======== Excerpt provided

But after a while, our body builds a tolerance to this by releasing chemicals that excite the nervous systems to try and restore this balance by speeding up transmissions of signals between our neurotransmitters.
The trouble is, when an individual stops drinking the body is full of these excitatory chemicals but has nothing (i.e. the alcohol) to slow it down.
This is why alcohol has very harsh withdrawal symptoms in chronic users, such as shaking hands. Well, the presence of these excitatory chemicals is why this happens.
Luckily, benzodiazepines can make the withdrawal symptoms more comfortable, as they tell the body to release more GABA-A chemicals, which counteracts this nervous excitement. But on the flip-side, using benzodiazepines for more than a couple of weeks can produce an addiction that is also deadly.
8. Gambling Addiction
A number of psychoactive substances have the same mechanism of action to certain behaviours we have.
Gambling on black-jack, horse racing and other games of chance release the same chemicals into our nervous system as the ones that make us learn how to excess reward and risk in natural circumstances.
As hunter-gatherers, we needed to know what types of berry was poisonous and what ones were good for us, and dopamine was released when we picked the correct one, to both reward us and to remind us which one is good and which one is poisonous.
But dopamine is essential for also making us remember the ‘near-misses’. In gambling, this could be missing the jackpot by one number, in which case along with dopamine a number of other chemicals are released into our brain which make us yearn to see patterns.
The problem is, in gambling there are no patterns, and thus this is what makes some of us addicted to gambling.
Gambling addiction is recently being put into the Diagnostic and Statistical Manual of Mental Disorders as a behavioural illness, along with internet porn addiction, sex addictions and eating addictions.
9. Eating Addictions
Eating ‘junk-food’, sugary fatty foods such as chocolate, cheesecake and bacon, releases large amounts of dopamine into our nervous system.
Indeed, in animal studies, rats who were given the option between unhealthy sugary, fatty foods and their normal foods, almost always went for the ‘junk food’, repeatedly. This would continue even when it would make the rats sick and obese.
But overtime, the rats were desensitised to the junk food, and just like in drug addiction, dopamine release was desensitised too.

================
======== Information shown

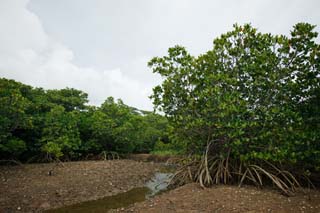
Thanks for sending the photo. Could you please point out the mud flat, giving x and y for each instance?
(249, 199)
(38, 187)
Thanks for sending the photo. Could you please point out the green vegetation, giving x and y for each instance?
(248, 110)
(37, 124)
(250, 106)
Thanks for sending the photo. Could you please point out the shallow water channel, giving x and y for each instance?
(157, 184)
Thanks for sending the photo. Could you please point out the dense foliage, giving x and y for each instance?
(253, 96)
(47, 124)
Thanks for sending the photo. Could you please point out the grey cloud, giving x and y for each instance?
(103, 47)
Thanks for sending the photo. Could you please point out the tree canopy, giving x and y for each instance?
(49, 124)
(252, 96)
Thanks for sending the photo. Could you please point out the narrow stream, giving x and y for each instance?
(157, 184)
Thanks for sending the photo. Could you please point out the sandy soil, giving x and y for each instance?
(192, 198)
(35, 187)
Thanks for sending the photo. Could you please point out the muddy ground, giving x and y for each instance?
(192, 198)
(35, 187)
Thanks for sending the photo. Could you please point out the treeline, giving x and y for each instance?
(40, 124)
(251, 105)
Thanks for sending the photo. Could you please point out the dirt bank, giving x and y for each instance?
(36, 187)
(192, 198)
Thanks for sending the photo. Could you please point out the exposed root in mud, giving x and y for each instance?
(218, 169)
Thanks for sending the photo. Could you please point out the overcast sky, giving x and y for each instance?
(102, 47)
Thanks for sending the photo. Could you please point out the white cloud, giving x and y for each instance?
(28, 54)
(102, 47)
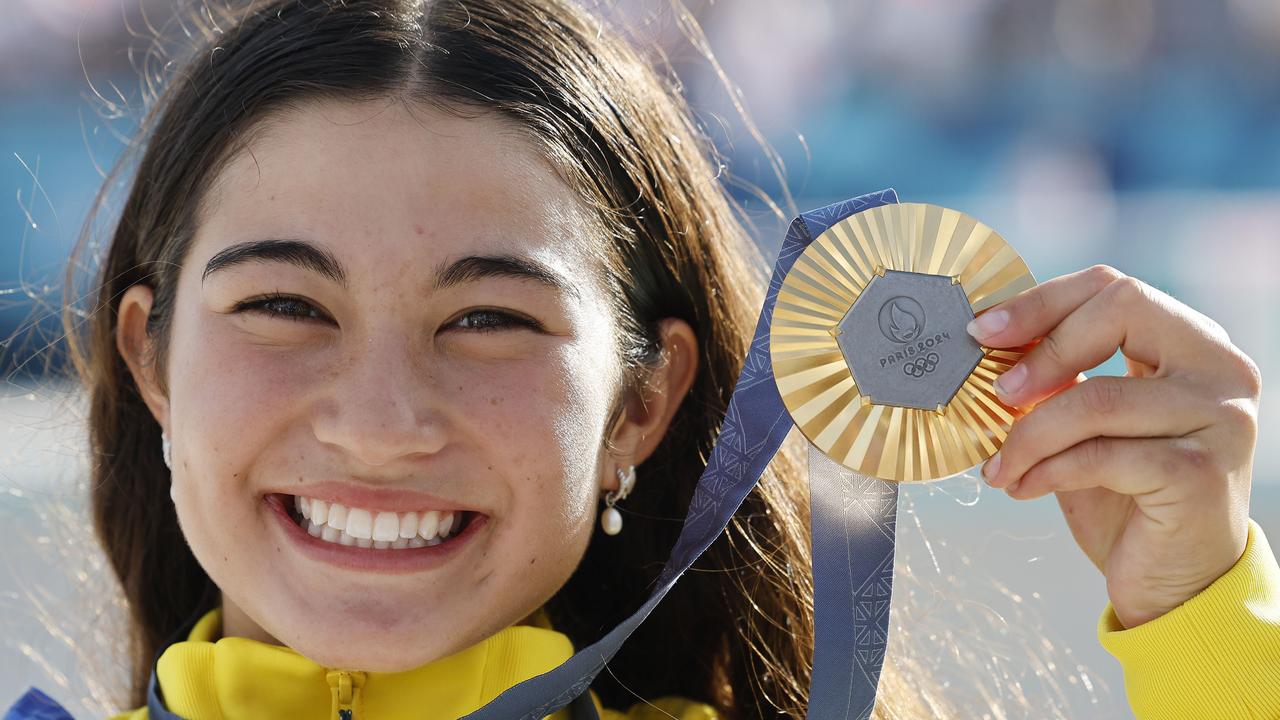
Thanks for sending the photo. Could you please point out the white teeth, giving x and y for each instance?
(428, 524)
(360, 524)
(385, 527)
(408, 525)
(333, 522)
(338, 516)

================

**Your task**
Write the next part of the excerpt on addiction, beginning after its last sentence.

**Task output**
Research studies such as these has led to theories that some humans just genetically don’t have as many dopamine receptors as other people, which makes them predisposed to certain eating disorders as well as a whole host of other addictions, whether drug or behavioural related.
Of course, being genetically predisposed doesn’t necessarily mean that people with lower dopamine receptors will develop eating problems or drug problems, but it might explain to an extent why some people do, in combination with their childhood upbringing, social status and their overall environment they were born into.
10. Sex Addiction
Like many behavioural addictions such as eating problems, sex addiction has been somewhat ignored and not taken seriously as an addiction due to the stigma surrounding these subjects.
This is unfortunate, because behavioural addictions – as we have explored above – often mimic drug addictions in terms of what is going on with our nervous system.
Sexual orgasms – probably not surprisingly – have been found to release as many endorphins and feelings of subsequent euphoria as a heroin user does when he or she intravenously injects heroin. The rush is essentially the same.
Like eating disorders, sex addiction is related to low levels of dopamine in the brain, which leads a sex addict with a feeling of deep depression and despair after a few hours after having sex, which then leads to him or her trying to find another sexual partner as soon as possible. This is a bit like a ‘sex hangover’.
It is ultimately a craving, both psychologically and chemically, and can cause the sex addict to engage in risky behaviours that can lead to long-term damage, such as sexually transmitted diseases through promiscuous behaviours.